* **Objectives**
a: Answer these questions about the commentary on Trump and the weather map:
(i) What do many of Trump's most stalwart supporters admit when pressed in focus groups?
(ii) Which media outlet is named as one that has been good for him?
(iii) What does the text compare an insulting and obvious lie to?
b: Write the next part of the commentary on Trump and the weather map, starting right after its final sentence.

* **Text segment**
#####
I mean, I also brought up these points, but it does matter and yeah, he did expect he could bring the map out and no one would say anything.

Or rather, he knew the world would divide up neatly into two groups: those who swallowed it without blinking, and those who balked.
When pressed to the point in focus groups, many of Trump's most stalwart supporters admit they know he lies and don't care.

Those who don't, by sheer dint of believing contradictory things he spits out, are literally believing whatever he says.
Donald Trump does not want his power to rest on conditional approval of anyone. It's why he went after Comey so viciously, why he goes after media outlets that have been good for him like CNN: power he does not *own* is a weapon that can be used against him.
Donald Trump is constantly testing the people around him, requiring them to agree with things that are obviously false because he said them, challenging them to contradict or correct him.
He doesn't want followers who are with him because he tends to be right about things... he wants followers who believe he's right because they're with him.

In Trumpland, a thing is true because he says it.
When he makes the lie insulting and obvious as a scribbled marker line on a weather map, he's priming his followers for another test. The aides who went along with that and let it happen passed the test. The allies who will say nothing or, if asked, defend him are passing, too.
#####
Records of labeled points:
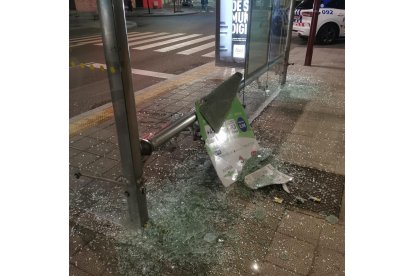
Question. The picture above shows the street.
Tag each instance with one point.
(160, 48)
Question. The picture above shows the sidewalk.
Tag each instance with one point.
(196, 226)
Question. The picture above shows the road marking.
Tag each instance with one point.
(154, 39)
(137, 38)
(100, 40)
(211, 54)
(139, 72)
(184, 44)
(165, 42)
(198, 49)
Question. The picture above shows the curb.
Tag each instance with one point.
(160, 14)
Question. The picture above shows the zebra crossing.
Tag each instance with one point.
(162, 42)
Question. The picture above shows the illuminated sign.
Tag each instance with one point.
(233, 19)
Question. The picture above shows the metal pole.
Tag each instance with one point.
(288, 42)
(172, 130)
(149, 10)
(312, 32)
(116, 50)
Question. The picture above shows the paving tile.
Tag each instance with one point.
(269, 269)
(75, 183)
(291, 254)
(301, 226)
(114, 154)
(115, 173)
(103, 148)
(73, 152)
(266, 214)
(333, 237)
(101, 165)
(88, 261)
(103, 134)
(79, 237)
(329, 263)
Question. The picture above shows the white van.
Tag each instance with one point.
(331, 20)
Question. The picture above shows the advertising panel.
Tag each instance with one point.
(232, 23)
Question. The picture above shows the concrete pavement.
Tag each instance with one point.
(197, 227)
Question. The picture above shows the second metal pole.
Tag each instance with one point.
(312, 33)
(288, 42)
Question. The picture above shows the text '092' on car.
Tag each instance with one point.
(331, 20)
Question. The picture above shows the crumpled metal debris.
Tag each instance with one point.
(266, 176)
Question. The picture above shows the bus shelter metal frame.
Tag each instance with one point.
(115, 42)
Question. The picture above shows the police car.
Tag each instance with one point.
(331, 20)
#####
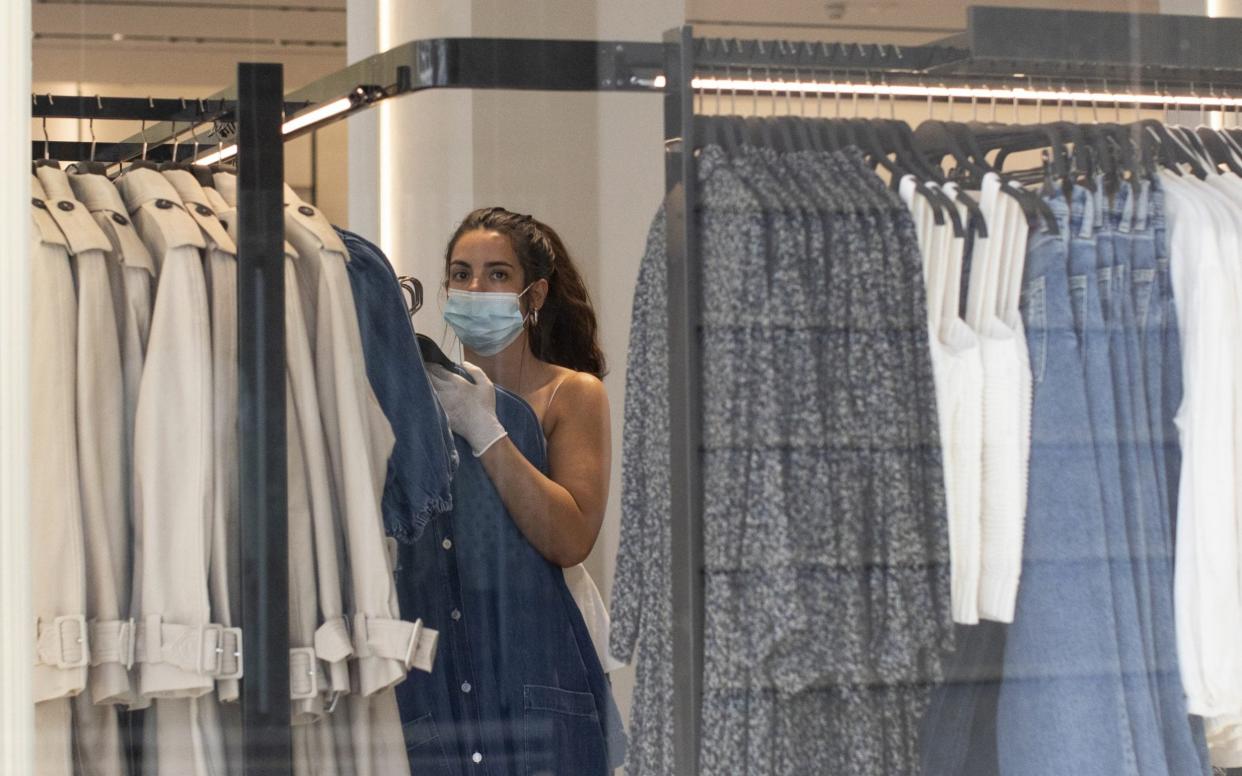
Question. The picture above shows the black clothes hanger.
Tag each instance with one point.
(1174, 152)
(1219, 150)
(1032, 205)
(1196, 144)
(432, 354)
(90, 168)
#####
* **Answers for the exercise**
a:
(i) They admit they know he lies and don't care.
(ii) CNN.
(iii) A scribbled marker line on a weather map.

b:
And on a psychological level, it's not just that Trump is reassured that his people are on his side... in reassuring him, they become more on his side. They become that much more invested in him, in their own obedience, in his rightness.
And everybody who questions, who points it out? To his followers, we are "triggered by a line on a map". We have so much "Trump Derangement Syndrome" that we take issue with a weather map.

Master has owned the libs.
"The party told you to reject the evidence of your eyes and ears. It was their final, most essential command. " 1984, George Orwell.

Trump recognizes this should be your *first* command. You don't work your way up to it. It's your opening gambit.
Donald Trump, on the very first day of his so-called presidency, for the very first test of his press secretary, sent Sean Spicer out to argue that a very small crowd we could all see was much bigger.
On day one, he talked about how God stopped the rain from falling on him, when we could all see that this hadn't happened.
These things were not *just* about protecting his own ego. They were about those things, but nothing Trump does is just, in any sense of the word.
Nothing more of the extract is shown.